_练习要求_
A. 根据给定文本,判断下列说法是否正确,每条回答“是”或“否”,并原文引用起决定作用的语句。(i) 调度器的实现基于周期性调度器函数和主调度器函数。(ii) 完全公平调度器会挑选等待时间最短的进程。(iii) 上下文切换是真正用来确定哪个进程会被调度的组件。
B. 在记录中,从包含“Target: straw hat”的那一行起,到记录的最后一行止,原封不动地返回这些行,首尾两行都包括在内。

_给定文本_
□ □ □

概述
内存中保存了对每个进程的唯一描述,并通过若干的结构体连接在一起。
调度器要做的就是在进程之间共享CPU时间,创造并行执行进程的错觉。
这包括两个部分:
1. 调度策略;
2. 上下文切换;
根据不同的调度策略,调度器分为不同的种类,文章主要介绍完全公平调度器,它会挑选具有最高等待时间的进程,把CPU提供给该进程,大致的示意图如下:
关于调度策略,还有若干的现实问题:
1. 进程有不同的优先级;
2. 进程不能切换的太频繁,因为切换本身也占用开销;
调度分为两种方式,一种是直接调度,比如进程打算睡眠或者出于其它目的放弃CPU;另一种是通过周期性的机制,以固定的频率检测是否有必要进行调度。
整个调度器分为若干个子系统,概述如下:
红框部分是调度器的主体,称为通用调度器。它与调度器类和上下文切换两个组件交互:
1. 调度器类是真正用来确定哪个进程会被调度,它可以按照模块化的方式实现,对应不同的调度策略;
2. 上下文切换跟CPU紧密交互;
实现
下面介绍调度器的代码实现,由于涉及到的代码很多,这里只介绍最最简单的。
入口
调度器的实现基于两个函数:周期性调度器函数和主调度器函数。
schedule()函数是主调度器函数:
/*
* schedule() is the main scheduler function.

□ □ □

_记录摘录_
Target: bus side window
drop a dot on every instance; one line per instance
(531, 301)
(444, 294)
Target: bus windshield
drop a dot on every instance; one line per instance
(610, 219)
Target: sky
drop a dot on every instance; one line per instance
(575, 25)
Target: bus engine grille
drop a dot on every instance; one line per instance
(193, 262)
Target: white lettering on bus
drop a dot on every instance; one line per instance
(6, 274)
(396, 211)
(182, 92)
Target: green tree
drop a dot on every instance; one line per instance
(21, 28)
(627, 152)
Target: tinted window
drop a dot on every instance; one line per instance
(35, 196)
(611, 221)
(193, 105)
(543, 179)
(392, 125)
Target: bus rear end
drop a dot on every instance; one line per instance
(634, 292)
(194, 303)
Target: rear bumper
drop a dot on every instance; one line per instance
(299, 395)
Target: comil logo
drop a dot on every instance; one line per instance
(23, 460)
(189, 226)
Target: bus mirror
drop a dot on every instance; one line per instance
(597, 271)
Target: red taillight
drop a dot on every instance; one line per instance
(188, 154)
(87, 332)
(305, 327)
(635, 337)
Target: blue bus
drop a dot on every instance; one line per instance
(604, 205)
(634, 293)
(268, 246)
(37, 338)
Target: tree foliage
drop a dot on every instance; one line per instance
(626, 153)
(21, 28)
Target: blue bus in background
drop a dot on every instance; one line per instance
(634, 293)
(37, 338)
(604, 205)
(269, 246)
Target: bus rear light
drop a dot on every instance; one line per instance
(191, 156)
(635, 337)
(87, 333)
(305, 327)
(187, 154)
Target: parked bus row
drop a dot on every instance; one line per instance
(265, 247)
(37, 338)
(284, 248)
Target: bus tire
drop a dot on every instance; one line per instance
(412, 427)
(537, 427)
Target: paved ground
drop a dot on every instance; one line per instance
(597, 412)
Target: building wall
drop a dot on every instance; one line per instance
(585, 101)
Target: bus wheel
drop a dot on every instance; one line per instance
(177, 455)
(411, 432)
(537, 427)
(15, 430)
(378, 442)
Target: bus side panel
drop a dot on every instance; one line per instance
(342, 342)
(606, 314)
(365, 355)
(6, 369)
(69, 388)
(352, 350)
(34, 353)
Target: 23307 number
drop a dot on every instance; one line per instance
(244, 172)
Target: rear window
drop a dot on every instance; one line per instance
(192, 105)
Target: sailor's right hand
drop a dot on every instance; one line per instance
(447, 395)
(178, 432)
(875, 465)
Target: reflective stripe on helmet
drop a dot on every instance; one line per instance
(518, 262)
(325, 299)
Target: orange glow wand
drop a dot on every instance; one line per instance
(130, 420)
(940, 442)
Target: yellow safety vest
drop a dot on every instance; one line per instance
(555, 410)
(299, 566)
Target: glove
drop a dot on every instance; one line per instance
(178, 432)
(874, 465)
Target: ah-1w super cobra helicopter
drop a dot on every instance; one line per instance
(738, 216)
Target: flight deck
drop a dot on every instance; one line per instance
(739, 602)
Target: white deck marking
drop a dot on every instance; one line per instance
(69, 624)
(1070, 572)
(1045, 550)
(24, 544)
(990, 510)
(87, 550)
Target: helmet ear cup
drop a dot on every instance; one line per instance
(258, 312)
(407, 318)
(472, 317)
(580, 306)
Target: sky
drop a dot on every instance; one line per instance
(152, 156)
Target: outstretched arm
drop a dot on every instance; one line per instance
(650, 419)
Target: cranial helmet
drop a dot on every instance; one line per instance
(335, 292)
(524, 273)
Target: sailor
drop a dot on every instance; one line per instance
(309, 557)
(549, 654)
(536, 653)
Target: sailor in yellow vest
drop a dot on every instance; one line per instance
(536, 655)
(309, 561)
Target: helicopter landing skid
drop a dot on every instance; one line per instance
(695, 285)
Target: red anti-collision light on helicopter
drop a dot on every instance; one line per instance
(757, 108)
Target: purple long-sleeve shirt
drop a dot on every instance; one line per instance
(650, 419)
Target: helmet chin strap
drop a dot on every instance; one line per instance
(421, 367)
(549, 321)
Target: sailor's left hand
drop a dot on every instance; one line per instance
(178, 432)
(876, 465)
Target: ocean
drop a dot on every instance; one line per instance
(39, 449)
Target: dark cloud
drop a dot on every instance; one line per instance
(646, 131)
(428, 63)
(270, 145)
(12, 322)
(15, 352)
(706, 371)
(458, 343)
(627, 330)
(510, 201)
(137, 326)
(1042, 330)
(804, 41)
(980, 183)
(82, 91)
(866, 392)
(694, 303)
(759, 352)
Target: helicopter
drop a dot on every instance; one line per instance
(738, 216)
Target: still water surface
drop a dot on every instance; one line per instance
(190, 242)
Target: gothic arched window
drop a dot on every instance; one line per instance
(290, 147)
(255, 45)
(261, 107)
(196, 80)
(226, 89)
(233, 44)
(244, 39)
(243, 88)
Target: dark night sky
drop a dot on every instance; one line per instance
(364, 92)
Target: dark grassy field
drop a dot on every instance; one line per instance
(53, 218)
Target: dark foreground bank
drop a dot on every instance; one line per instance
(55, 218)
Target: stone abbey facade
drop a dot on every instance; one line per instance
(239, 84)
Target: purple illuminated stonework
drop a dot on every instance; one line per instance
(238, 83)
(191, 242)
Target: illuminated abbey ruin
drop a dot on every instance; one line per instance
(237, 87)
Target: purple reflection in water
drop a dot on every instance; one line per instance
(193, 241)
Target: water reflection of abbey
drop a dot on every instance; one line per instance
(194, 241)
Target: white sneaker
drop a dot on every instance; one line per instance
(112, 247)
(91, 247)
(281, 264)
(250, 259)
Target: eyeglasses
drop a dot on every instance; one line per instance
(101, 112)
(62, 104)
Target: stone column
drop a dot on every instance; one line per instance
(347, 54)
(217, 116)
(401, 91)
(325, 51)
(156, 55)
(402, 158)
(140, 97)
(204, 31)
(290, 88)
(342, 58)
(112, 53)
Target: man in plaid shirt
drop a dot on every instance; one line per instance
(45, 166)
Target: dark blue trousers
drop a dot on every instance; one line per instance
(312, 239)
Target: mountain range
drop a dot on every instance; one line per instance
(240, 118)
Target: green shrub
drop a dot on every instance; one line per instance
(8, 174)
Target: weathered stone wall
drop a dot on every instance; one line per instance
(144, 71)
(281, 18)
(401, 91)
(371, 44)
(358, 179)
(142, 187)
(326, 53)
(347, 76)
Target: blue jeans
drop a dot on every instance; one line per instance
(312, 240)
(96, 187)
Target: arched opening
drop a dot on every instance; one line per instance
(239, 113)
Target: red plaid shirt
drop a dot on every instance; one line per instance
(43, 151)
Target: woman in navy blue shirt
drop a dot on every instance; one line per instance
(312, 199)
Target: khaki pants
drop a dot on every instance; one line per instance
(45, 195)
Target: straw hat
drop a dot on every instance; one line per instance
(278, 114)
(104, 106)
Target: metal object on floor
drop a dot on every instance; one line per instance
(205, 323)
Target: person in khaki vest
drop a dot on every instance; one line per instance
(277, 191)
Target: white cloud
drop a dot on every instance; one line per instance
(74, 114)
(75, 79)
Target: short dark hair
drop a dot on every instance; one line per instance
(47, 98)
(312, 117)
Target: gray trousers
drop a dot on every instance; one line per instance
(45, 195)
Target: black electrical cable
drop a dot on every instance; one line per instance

□ □ □

_各题解答_
A.
(i) 是。“调度器的实现基于两个函数:周期性调度器函数和主调度器函数。”
(ii) 否。“它会挑选具有最高等待时间的进程”
(iii) 否。“调度器类是真正用来确定哪个进程会被调度”

B.
Target: straw hat
drop a dot on every instance; one line per instance
(278, 114)
(104, 106)
Target: metal object on floor
drop a dot on every instance; one line per instance
(205, 323)
Target: person in khaki vest
drop a dot on every instance; one line per instance
(277, 191)
Target: white cloud
drop a dot on every instance; one line per instance
(74, 114)
(75, 79)
Target: short dark hair
drop a dot on every instance; one line per instance
(47, 98)
(312, 117)
Target: gray trousers
drop a dot on every instance; one line per instance
(45, 195)
Target: black electrical cable
drop a dot on every instance; one line per instance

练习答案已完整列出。